**JOB 1**.
Answer these questions about the Subaru Forester hybrid review.
(a) What price range does it give for the car?
(b) What is the name of Subaru's first electric car?
(c) In what month and year was the latest generation of Forester introduced?
**JOB 2**. Output a section of the Subaru Forester hybrid review word for word, beginning at the words "While we're waiting for" and stopping after "the number plate.".

**PASSAGE SHOWN**.
————————

In-depth reviews

Subaru Forester hybrid review

The all-wheel-drive Subaru Forester e-Boxer hybrid is great off-road and comfortable on-road, but its price is quite hard to justify

Overall rating

3.0 out of 5

£37,895 - £40,895
Fuel Type:
Hybrid Petrol


  • Great off-road capability
  • Comfortable driving position
  • Masses of safety equipment


  • Not economical
  • Pretty expensive
  • Weak performance
Car typeFuel economyCO2 emissions0-62mph

While we're waiting for Subaru’s first electric car, the Solterra, to arrive, the range already includes hybrid powertrains for improved fuel economy in its rugged 4x4s. This Forester hybrid sits alongside the XV hybrid in the line-up and features an ‘e-Boxer’ hybrid powertrain that doesn’t require plugging in.  

This latest generation of Forester, introduced in November 2019, looks similar to the previous one, but it's based on the same platform as the latest Impreza hatchback and Levorg estate, so it's all change under the metal. Look closer and you’ll see various updates to the exterior: the front end has a sharper, more angular appearance with a more upright grille. There are also bigger windows, a flatter rear end and the tail-lights have been heavily reworked, with contrasting black trim introduced to the area above the number plate.

————————

**SOURCE MATERIAL**.
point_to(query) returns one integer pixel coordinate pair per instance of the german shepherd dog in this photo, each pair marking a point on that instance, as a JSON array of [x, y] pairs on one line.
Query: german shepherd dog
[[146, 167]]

————————

**FULL OUTPUT 1**.
(a) £37,895 - £40,895
(b) The Solterra
(c) November 2019

**FULL OUTPUT 2**.
While we're waiting for Subaru’s first electric car, the Solterra, to arrive, the range already includes hybrid powertrains for improved fuel economy in its rugged 4x4s. This Forester hybrid sits alongside the XV hybrid in the line-up and features an ‘e-Boxer’ hybrid powertrain that doesn’t require plugging in.  

This latest generation of Forester, introduced in November 2019, looks similar to the previous one, but it's based on the same platform as the latest Impreza hatchback and Levorg estate, so it's all change under the metal. Look closer and you’ll see various updates to the exterior: the front end has a sharper, more angular appearance with a more upright grille. There are also bigger windows, a flatter rear end and the tail-lights have been heavily reworked, with contrasting black trim introduced to the area above the number plate.